§ Exercise directions
Copy each line of the rows that contains the word "item".

Polygon annotations for photos
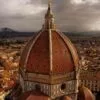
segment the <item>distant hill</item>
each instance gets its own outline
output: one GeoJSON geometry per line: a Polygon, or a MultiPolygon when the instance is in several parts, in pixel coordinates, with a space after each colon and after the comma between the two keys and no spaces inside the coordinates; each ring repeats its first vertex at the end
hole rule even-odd
{"type": "MultiPolygon", "coordinates": [[[[10,28],[2,28],[0,29],[0,38],[13,38],[13,37],[30,37],[35,32],[18,32],[10,28]]],[[[100,31],[91,31],[91,32],[63,32],[67,36],[92,36],[92,37],[100,37],[100,31]]]]}
{"type": "Polygon", "coordinates": [[[34,32],[18,32],[10,28],[0,29],[0,38],[30,37],[34,32]]]}

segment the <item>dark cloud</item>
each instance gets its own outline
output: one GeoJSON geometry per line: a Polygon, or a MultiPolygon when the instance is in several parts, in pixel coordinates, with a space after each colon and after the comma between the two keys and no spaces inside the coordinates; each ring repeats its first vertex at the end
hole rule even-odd
{"type": "MultiPolygon", "coordinates": [[[[53,0],[57,27],[62,31],[100,30],[100,0],[53,0]]],[[[47,0],[0,0],[0,27],[39,30],[47,0]]]]}

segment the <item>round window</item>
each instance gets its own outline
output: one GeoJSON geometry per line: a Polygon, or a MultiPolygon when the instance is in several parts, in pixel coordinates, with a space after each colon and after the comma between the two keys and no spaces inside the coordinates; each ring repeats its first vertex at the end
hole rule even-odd
{"type": "Polygon", "coordinates": [[[38,90],[38,91],[40,91],[40,90],[41,90],[40,85],[36,84],[36,85],[35,85],[35,89],[38,90]]]}
{"type": "Polygon", "coordinates": [[[64,83],[61,85],[61,90],[64,91],[65,89],[66,89],[66,84],[64,83]]]}

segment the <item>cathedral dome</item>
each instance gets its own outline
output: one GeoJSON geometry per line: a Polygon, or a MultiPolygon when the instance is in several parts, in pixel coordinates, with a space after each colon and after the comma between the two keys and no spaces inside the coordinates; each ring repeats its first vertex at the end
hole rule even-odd
{"type": "Polygon", "coordinates": [[[67,36],[57,31],[48,8],[45,24],[28,42],[21,56],[20,69],[29,73],[70,73],[79,64],[77,51],[67,36]]]}
{"type": "Polygon", "coordinates": [[[29,41],[20,60],[30,73],[60,74],[78,66],[78,54],[71,41],[56,30],[43,30],[29,41]]]}
{"type": "Polygon", "coordinates": [[[80,86],[78,100],[95,100],[95,98],[92,92],[88,88],[80,86]]]}
{"type": "Polygon", "coordinates": [[[20,69],[28,73],[62,74],[78,67],[77,51],[67,36],[55,28],[49,4],[45,24],[28,42],[21,56],[20,69]]]}

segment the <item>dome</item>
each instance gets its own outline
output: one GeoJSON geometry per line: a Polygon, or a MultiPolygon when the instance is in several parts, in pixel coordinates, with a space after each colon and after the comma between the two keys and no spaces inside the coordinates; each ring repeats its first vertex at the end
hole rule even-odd
{"type": "Polygon", "coordinates": [[[48,96],[38,91],[28,91],[20,96],[19,100],[51,100],[48,96]]]}
{"type": "Polygon", "coordinates": [[[95,99],[94,95],[88,88],[81,86],[79,87],[78,100],[95,100],[95,99]]]}
{"type": "Polygon", "coordinates": [[[78,67],[77,51],[67,36],[55,29],[50,5],[45,24],[28,42],[21,56],[20,69],[28,73],[63,74],[78,67]]]}
{"type": "Polygon", "coordinates": [[[44,30],[26,45],[20,60],[21,68],[30,73],[59,74],[72,72],[78,55],[71,41],[56,30],[44,30]]]}

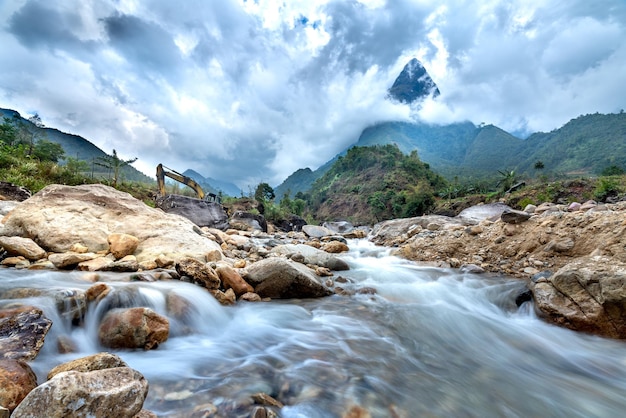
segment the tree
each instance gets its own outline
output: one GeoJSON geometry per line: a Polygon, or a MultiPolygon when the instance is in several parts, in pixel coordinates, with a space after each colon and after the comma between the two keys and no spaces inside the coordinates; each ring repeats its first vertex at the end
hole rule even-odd
{"type": "Polygon", "coordinates": [[[0,143],[14,145],[17,142],[17,130],[11,119],[5,117],[0,125],[0,143]]]}
{"type": "MultiPolygon", "coordinates": [[[[113,150],[113,155],[105,155],[104,157],[98,157],[94,164],[100,167],[107,168],[113,171],[113,187],[117,187],[117,180],[119,179],[120,170],[127,165],[130,165],[137,161],[137,158],[131,158],[128,160],[122,160],[117,155],[117,151],[113,150]]],[[[109,171],[110,173],[110,171],[109,171]]]]}
{"type": "Polygon", "coordinates": [[[61,144],[44,139],[35,144],[32,155],[39,159],[39,161],[58,163],[59,160],[65,159],[65,150],[61,144]]]}
{"type": "Polygon", "coordinates": [[[517,181],[517,174],[515,173],[515,170],[510,170],[510,171],[498,170],[498,173],[500,173],[501,177],[500,177],[500,180],[498,180],[498,183],[496,185],[501,186],[502,191],[506,192],[511,187],[513,187],[513,185],[517,181]]]}
{"type": "Polygon", "coordinates": [[[20,116],[14,115],[13,125],[15,125],[17,132],[17,142],[28,146],[26,155],[32,155],[35,144],[47,138],[46,132],[43,130],[45,125],[37,113],[28,118],[28,122],[24,122],[20,116]]]}

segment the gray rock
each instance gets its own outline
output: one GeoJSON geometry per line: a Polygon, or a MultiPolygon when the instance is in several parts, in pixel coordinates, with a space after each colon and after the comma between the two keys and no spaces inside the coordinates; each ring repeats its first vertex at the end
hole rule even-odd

§ Response to this task
segment the <item>distant hill</item>
segment the <item>dark cloud</item>
segment the <item>round window</item>
segment the <item>cathedral dome</item>
segment the <item>dome</item>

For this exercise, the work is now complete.